→ **Extract provided**:
Insulating glass units (IGUs) are manufactured with glass in range of thickness from 3 to 10 mm (1/8" to 3/8") or more in special applications. Laminated or tempered glass may also be used as part of the construction. Most units are produced with the same thickness of glass used on both panes but special applications such as acoustic attenuation or security may require wide ranges of thicknesses to be incorporated in the same unit.
Double-hung and storm windows
Insulating glass is an evolution from older technologies known as double-hung windows and storm windows. Traditional double-hung windows used a single pane of glass to separate the interior and exterior spaces.
- In the summer, a window screen would be installed on the exterior over the double-hung window to keep out animals and insects.
- In the winter, the screen was removed and replaced with a storm window, which created a two-layer separation between the interior and exterior spaces, increasing window insulation in cold winter months. To permit ventilation the storm window may be hung from removable hinge loops and swung open using folding metal arms. No screening was usually possible with open storm windows, though in the winter, insects typically are not active.
Traditional storm windows and screens are relatively time consuming and labor-intensive, requiring removal and storage of the storm windows in the spring, and reinstallation in the fall and storage of the screens. The weight of the large storm window frame and glass makes replacement on upper-stories of tall buildings a difficult task requiring repeatedly climbing a ladder with each window and trying to hold the window in place while securing retaining clips around the edges. However, current reproductions of these old-style storm windows can be made with detachable glass in the bottom pane that can be replaced with a detachable screen when desired. This eliminates the need for changing the entire storm window according to the seasons.
Insulated glazing forms a very compact multi-layer sandwich of air and glass, which eliminates the need for storm windows. Screens may also be left installed year-round with insulated glazing, and can be installed in a manner that permits installation and removal from inside the building, eliminating the requirement to climb up the exterior of the house to service the windows. It is possible to retrofit insulated glazing into traditional double-hung frames, though this would require significant modification to the wood framed due to the increased thickness of the IG assembly.
Modern window units with IG typically completely replace the older double-hung unit, and include other improvements such as better sealing between the upper and lower windows, and spring-operated weight balancing that removes the need for large hanging weights inside the wall next to the windows, allowing for more insulation around the window and reducing air leakage, provides robust protection against the sun and will keep the house cool in the hot summer and warm in winter. These spring-operated balancing mechanisms also typically permit the top of the windows to swing inward, permitting cleaning of the exterior of the IG window from inside the building.
The glass panes are separated by a "spacer". A spacer, also known as a warm edge, is the piece that separates the two panes of glass in an insulating glass system, and seals the gas space between them. Historically, spacers were made primarily of metal and fiber, which manufacturers thought provided more durability.

→ **Excerpted data**:
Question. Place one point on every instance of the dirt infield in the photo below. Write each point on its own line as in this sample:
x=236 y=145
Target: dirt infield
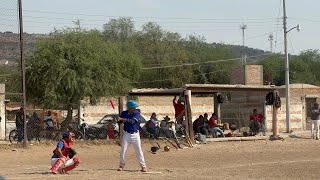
x=293 y=158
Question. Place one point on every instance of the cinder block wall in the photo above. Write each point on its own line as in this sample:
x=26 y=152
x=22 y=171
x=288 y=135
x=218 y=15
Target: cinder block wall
x=161 y=105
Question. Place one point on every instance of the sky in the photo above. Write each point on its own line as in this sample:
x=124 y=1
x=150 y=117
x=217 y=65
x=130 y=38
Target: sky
x=216 y=20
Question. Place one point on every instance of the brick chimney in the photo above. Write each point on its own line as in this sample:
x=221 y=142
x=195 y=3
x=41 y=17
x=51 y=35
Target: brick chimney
x=247 y=75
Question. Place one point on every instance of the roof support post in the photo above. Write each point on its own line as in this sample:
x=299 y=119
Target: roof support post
x=188 y=115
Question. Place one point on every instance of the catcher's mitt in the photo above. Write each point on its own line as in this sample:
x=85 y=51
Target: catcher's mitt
x=71 y=152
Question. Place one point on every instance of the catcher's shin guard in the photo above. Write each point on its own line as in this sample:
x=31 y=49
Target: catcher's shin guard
x=69 y=168
x=57 y=165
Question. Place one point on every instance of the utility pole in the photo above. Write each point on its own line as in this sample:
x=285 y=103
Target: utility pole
x=271 y=42
x=23 y=73
x=286 y=67
x=243 y=27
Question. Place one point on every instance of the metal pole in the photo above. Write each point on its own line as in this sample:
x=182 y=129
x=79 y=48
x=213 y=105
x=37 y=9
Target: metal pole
x=243 y=27
x=286 y=68
x=23 y=70
x=271 y=43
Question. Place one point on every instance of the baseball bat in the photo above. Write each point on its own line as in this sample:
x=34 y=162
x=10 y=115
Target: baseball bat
x=174 y=145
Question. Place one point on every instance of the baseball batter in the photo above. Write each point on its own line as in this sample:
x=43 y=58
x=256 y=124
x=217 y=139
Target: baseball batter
x=63 y=151
x=131 y=124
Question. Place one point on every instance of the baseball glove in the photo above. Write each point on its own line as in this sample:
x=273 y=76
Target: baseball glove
x=71 y=152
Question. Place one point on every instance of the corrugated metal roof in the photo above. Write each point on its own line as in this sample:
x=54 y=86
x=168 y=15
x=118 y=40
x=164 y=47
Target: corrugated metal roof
x=299 y=85
x=201 y=89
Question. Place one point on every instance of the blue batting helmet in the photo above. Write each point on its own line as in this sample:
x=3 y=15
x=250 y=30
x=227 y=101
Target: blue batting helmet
x=132 y=104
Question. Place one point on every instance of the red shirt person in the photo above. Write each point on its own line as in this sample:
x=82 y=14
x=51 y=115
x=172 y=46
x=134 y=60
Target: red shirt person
x=179 y=110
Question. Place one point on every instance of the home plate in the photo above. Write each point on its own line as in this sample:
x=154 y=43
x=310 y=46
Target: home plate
x=152 y=172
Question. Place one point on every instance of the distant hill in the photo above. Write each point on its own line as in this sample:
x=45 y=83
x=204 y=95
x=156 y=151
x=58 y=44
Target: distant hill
x=237 y=50
x=9 y=47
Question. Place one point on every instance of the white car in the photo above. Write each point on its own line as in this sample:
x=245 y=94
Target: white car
x=111 y=117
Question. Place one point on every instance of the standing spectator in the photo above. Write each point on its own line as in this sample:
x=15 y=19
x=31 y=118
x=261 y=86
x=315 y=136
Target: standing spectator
x=19 y=124
x=206 y=121
x=165 y=127
x=34 y=126
x=198 y=126
x=110 y=130
x=315 y=113
x=179 y=110
x=257 y=123
x=212 y=126
x=152 y=126
x=48 y=119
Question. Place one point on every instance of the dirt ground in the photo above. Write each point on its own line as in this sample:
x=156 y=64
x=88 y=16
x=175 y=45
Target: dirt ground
x=293 y=158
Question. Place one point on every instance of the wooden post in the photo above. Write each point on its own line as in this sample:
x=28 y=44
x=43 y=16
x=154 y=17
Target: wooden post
x=120 y=108
x=217 y=107
x=275 y=130
x=188 y=115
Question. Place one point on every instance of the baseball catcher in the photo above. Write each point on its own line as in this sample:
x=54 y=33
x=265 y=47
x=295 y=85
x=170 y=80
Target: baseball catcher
x=63 y=159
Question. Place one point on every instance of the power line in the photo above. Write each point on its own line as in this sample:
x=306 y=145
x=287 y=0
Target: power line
x=192 y=64
x=253 y=37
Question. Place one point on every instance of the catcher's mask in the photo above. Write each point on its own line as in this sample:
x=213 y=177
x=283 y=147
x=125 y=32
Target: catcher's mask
x=69 y=136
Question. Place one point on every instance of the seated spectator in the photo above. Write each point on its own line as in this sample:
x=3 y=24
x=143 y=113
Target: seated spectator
x=179 y=110
x=198 y=126
x=167 y=127
x=152 y=126
x=213 y=128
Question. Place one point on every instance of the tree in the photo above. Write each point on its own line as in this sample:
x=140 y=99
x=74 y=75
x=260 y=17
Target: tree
x=120 y=29
x=71 y=65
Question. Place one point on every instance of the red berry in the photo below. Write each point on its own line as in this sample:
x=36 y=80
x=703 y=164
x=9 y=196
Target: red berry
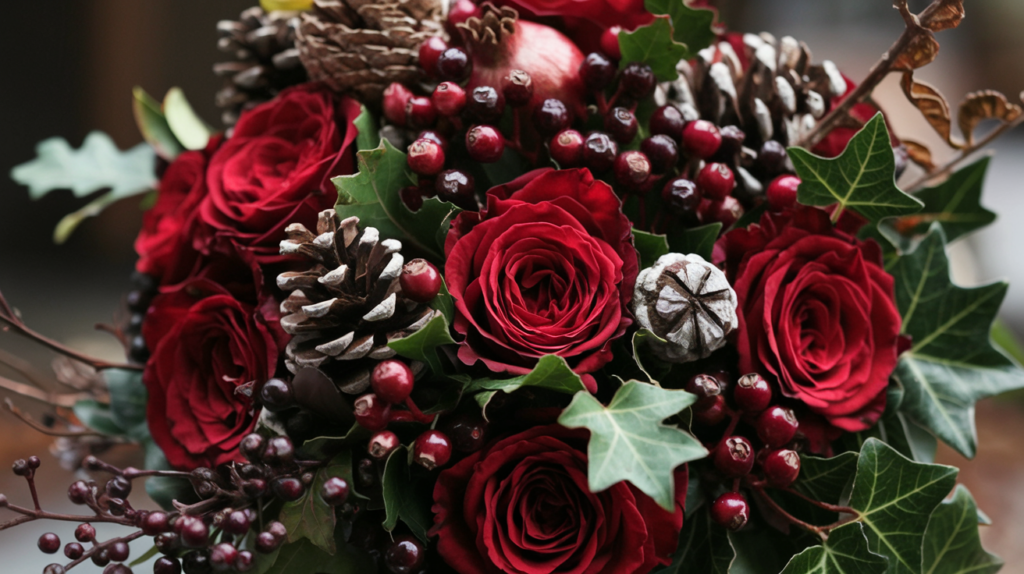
x=609 y=42
x=776 y=426
x=382 y=444
x=730 y=511
x=566 y=148
x=432 y=449
x=781 y=468
x=335 y=491
x=782 y=192
x=632 y=169
x=701 y=139
x=752 y=393
x=484 y=143
x=734 y=456
x=449 y=98
x=430 y=51
x=396 y=99
x=517 y=87
x=716 y=181
x=392 y=381
x=372 y=412
x=425 y=157
x=420 y=280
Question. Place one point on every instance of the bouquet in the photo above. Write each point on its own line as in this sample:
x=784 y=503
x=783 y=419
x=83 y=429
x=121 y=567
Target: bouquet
x=530 y=288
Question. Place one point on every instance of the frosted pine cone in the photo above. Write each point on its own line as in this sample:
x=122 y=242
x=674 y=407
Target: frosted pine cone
x=688 y=303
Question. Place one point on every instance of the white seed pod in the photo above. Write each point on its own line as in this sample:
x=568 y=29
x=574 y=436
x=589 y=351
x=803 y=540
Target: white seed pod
x=688 y=303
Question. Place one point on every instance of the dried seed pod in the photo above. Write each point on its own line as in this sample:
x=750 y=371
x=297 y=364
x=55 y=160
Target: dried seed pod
x=688 y=303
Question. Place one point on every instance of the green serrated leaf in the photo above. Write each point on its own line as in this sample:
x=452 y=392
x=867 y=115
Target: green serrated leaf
x=952 y=544
x=310 y=518
x=186 y=126
x=895 y=496
x=401 y=498
x=551 y=372
x=952 y=362
x=653 y=45
x=629 y=441
x=97 y=165
x=844 y=553
x=690 y=27
x=422 y=345
x=373 y=195
x=862 y=178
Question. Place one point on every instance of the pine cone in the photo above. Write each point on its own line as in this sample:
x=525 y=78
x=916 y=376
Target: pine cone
x=358 y=46
x=264 y=59
x=344 y=310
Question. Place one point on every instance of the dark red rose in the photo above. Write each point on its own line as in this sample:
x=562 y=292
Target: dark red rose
x=522 y=505
x=816 y=312
x=205 y=345
x=276 y=168
x=546 y=270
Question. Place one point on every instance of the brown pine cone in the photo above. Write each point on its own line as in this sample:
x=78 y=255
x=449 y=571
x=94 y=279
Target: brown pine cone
x=358 y=47
x=343 y=311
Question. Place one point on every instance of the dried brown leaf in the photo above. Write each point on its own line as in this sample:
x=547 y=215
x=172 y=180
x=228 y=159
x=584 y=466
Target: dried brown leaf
x=986 y=104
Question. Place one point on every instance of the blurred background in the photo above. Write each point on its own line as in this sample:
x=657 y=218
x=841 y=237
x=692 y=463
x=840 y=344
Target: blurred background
x=71 y=65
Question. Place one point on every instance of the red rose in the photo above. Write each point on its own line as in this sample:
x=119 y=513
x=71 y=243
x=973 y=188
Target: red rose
x=522 y=505
x=816 y=311
x=205 y=345
x=276 y=168
x=546 y=270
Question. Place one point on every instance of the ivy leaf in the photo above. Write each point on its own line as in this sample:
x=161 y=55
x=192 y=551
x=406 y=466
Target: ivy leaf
x=652 y=44
x=952 y=362
x=628 y=440
x=952 y=544
x=311 y=518
x=895 y=496
x=844 y=553
x=691 y=27
x=401 y=499
x=373 y=195
x=862 y=178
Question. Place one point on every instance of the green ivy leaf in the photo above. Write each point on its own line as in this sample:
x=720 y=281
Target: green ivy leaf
x=861 y=179
x=691 y=27
x=311 y=518
x=401 y=497
x=951 y=363
x=629 y=441
x=653 y=45
x=844 y=553
x=895 y=496
x=952 y=544
x=373 y=195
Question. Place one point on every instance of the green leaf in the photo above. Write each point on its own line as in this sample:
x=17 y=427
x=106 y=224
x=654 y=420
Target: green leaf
x=97 y=165
x=894 y=497
x=649 y=247
x=862 y=178
x=373 y=195
x=422 y=345
x=629 y=441
x=551 y=372
x=952 y=544
x=652 y=44
x=691 y=27
x=154 y=126
x=704 y=546
x=952 y=362
x=186 y=126
x=844 y=553
x=310 y=518
x=366 y=123
x=401 y=497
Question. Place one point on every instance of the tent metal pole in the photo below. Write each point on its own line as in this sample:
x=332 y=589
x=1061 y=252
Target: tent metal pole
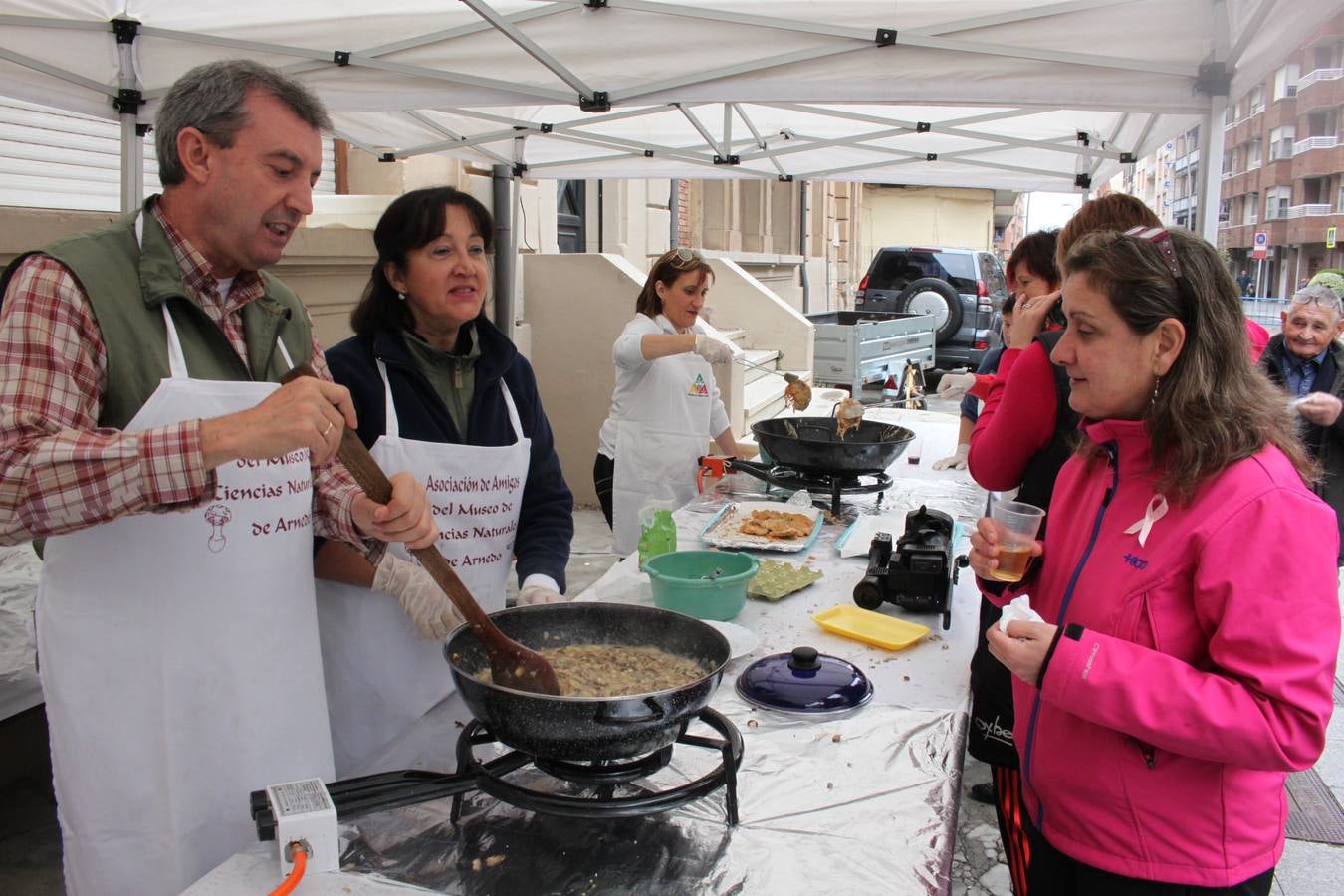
x=674 y=212
x=127 y=104
x=802 y=245
x=502 y=183
x=1212 y=169
x=530 y=47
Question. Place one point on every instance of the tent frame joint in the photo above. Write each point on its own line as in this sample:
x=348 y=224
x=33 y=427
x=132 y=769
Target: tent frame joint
x=1214 y=78
x=599 y=101
x=127 y=101
x=126 y=30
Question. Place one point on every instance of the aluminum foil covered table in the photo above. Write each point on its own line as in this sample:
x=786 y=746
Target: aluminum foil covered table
x=864 y=802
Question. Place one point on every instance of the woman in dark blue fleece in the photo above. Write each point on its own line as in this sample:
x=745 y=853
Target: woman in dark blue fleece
x=442 y=392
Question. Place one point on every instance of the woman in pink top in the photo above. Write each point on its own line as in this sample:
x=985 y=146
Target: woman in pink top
x=1189 y=591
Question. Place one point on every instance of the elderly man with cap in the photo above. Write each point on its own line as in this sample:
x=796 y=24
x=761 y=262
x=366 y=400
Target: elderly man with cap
x=1306 y=360
x=144 y=433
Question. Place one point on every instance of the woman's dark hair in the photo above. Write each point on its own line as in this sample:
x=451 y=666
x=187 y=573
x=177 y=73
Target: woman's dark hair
x=1113 y=211
x=411 y=220
x=665 y=270
x=1213 y=407
x=1037 y=253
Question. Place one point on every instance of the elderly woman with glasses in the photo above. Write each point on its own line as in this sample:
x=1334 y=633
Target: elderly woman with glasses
x=1186 y=657
x=665 y=406
x=1306 y=360
x=442 y=392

→ **Directions for this task**:
Continue the passage on insulating glass units from the point where it stops.

→ **Task answer**:
However, metal spacers conduct heat (unless the metal is thermally improved), undermining the ability of the insulated glass unit (IGU) to reduce heat flow. It may also result in water or ice forming at the bottom of the sealed unit because of the sharp temperature difference between the window and surrounding air. To reduce heat transfer through the spacer and increase overall thermal performance, manufacturers may make the spacer out of a less-conductive material such as structural foam. A spacer made of aluminum that also contains a highly structural thermal barrier reduces condensation on the glass surface and improves insulation, as measured by the overall U-value.
- A spacer that reduces heat flow in glazing configurations may also have characteristics for sound dampening where external noise is an issue.
- Typically, spacers are filled with or contain desiccant to remove moisture trapped in the gas space during manufacturing, thereby lowering the dew point of the gas in that space, and preventing condensation from forming on surface #2 when the outside glass pane temperature falls.
- New technology has emerged to combat the heat loss from traditional spacer bars, including improvements to the structural performance and long-term-durability of improved metal (aluminum with a thermal barrier) and foam spacers.
IGUs are often manufactured on a made to order basis on factory production lines, but standard units are also available. The width and height dimensions, the thickness of the glass panes and the type of glass for each pane as well as the overall thickness of the unit must be supplied to the manufacturer. On the assembly line, spacers of specific thicknesses are cut and assembled into the required overall width and height dimensions and filled with desiccant. On a parallel line, glass panes are cut to size and washed to be optically clear.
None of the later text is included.